Nel giugno del 1709 tornò a Forlì, dove esercitò la medicina pratica con successo. Ma nel periodo trascorso a Venezia e a Padova, oltre ad allargare e a perfezionare la sua preparazione scientifica, aveva stabilito tali relazioni e acquisito tale credito da assicurarsi la cattedra in un futuro non lontano. Difatti, con decreto dell’8 ottobre 1711 fu chiamato con lo stipendio annuo di 500 fiorini alla seconda cattedra di medicina teorica ordinaria nello Studio di Padova, rimasta vacante per il trasferimento di Antonio Vallisneri alla prima cattedra dello stesso insegnamento dopo la morte di Guglielmini.

Il 17 marzo 1712 Morgagni inaugurò il suo insegnamento con la prolusione Nova institutionum medicarum idea, in cui tornava sul suo progetto anatomo-clinico, ribadendo che «non è possibile prospettare la natura e le cause di alcuna malattia senza la conferma delle sezioni cadaveriche» (Padova 1712, p. XVII). Anche se il programma di medicina teorica prevedeva la trattazione del I libro del Canone di Avicenna, degli Aforismi di Ippocrate con il commento di Galeno, dei Prognostici di Ippocrate e dell’Articella di Galeno, in realtà l’insegnante era libero di svolgere una trattazione moderna e aggiornata, come dimostrano le lezioni di medicina teorica tenute da Morgagni tra il 1712 e il 1715, pubblicate postume tra il 1964 e il 1992.

Dopo la morte di Michele Molinetti, con decreto del 5 ottobre 1715 Morgagni fu trasferito alla prima cattedra di anatomia, iniziando il nuovo insegnamento il 21 gennaio 1716. Due anni più tardi, con decreto del 20 gennaio 1717, fu ricondotto per sei anni, con lo stipendio portato a 800 fiorini. Le conferme si succedettero regolarmente per altre sette volte, con un aumento di stipendio di 200 fiorini a ogni ricondotta, fino all’ultima del 20 aprile 1765 con cui lo stipendio raggiunse i 2200 fiorini annui. occupò questa cattedra fino alla morte, mantenendo sempre integra la sua eccezionale lucidità di mente.

Dati forniti ->
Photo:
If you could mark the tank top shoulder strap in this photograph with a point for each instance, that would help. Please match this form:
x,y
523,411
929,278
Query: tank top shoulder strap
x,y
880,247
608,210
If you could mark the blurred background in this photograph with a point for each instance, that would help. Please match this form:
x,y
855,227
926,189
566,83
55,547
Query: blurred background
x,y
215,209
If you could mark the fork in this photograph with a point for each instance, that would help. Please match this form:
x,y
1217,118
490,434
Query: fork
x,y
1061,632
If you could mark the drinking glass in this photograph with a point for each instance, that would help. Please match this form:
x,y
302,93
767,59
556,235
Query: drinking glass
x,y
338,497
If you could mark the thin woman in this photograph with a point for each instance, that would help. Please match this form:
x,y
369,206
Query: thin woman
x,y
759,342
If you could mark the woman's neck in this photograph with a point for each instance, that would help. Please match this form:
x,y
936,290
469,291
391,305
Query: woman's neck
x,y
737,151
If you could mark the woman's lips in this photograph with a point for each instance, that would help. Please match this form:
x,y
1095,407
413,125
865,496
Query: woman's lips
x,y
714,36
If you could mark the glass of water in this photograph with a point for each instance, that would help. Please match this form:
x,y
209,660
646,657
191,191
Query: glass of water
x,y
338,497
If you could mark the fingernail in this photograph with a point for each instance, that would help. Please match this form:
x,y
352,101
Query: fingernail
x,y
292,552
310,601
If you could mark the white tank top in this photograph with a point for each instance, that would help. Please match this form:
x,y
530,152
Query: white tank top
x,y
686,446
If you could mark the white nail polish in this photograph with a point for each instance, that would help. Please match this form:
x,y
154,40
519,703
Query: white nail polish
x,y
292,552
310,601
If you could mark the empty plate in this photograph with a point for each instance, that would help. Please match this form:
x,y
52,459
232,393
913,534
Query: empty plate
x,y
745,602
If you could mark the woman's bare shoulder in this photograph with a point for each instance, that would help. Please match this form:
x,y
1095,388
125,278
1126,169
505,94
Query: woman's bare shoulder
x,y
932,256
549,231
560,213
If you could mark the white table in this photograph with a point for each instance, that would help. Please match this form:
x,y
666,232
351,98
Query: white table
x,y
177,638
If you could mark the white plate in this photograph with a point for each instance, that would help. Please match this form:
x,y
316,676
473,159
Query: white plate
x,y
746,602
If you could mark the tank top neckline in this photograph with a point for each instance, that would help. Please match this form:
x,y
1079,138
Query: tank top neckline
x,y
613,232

Compito 1 -> Riscrivi sotto forma di elenco puntato il paragrafo del brano da esaminare che inizia con «Il 17 marzo 1712 Morgagni inaugurò», conservandone i fatti principali.
Compito 2 ->
Rispondi alle seguenti domande basandoti sul brano da esaminare.
(a) Con quale stipendio annuo Morgagni fu chiamato alla cattedra con il decreto dell'8 ottobre 1711?
(b) In quale giorno Morgagni iniziò l'insegnamento della prima cattedra di anatomia?
(c) Quale stipendio annuo raggiunse con la ricondotta del 20 aprile 1765?
Compito 3 -> Ricopia dal brano da esaminare il tratto che comincia con le parole «Il 17 marzo» e si ferma dopo le parole «1964 e il 1992.».

Risposta 1 ->
- Il 17 marzo 1712 Morgagni inaugurò il suo insegnamento con la prolusione Nova institutionum medicarum idea.
- Nella prolusione tornava sul suo progetto anatomo-clinico. Ribadiva che non si possono prospettare natura e cause di una malattia senza la conferma delle sezioni cadaveriche.
- Il programma di medicina teorica prevedeva testi di Avicenna, Ippocrate e Galeno.
- In realtà l'insegnante era libero di svolgere una trattazione moderna e aggiornata.
- Lo dimostrano le lezioni di medicina teorica tenute da Morgagni tra il 1712 e il 1715, pubblicate postume tra il 1964 e il 1992.

Risposta 2 ->
(a) 500 fiorini.
(b) Il 21 gennaio 1716.
(c) 2200 fiorini.

Risposta 3 ->
Il 17 marzo 1712 Morgagni inaugurò il suo insegnamento con la prolusione Nova institutionum medicarum idea, in cui tornava sul suo progetto anatomo-clinico, ribadendo che «non è possibile prospettare la natura e le cause di alcuna malattia senza la conferma delle sezioni cadaveriche» (Padova 1712, p. XVII). Anche se il programma di medicina teorica prevedeva la trattazione del I libro del Canone di Avicenna, degli Aforismi di Ippocrate con il commento di Galeno, dei Prognostici di Ippocrate e dell’Articella di Galeno, in realtà l’insegnante era libero di svolgere una trattazione moderna e aggiornata, come dimostrano le lezioni di medicina teorica tenute da Morgagni tra il 1712 e il 1715, pubblicate postume tra il 1964 e il 1992.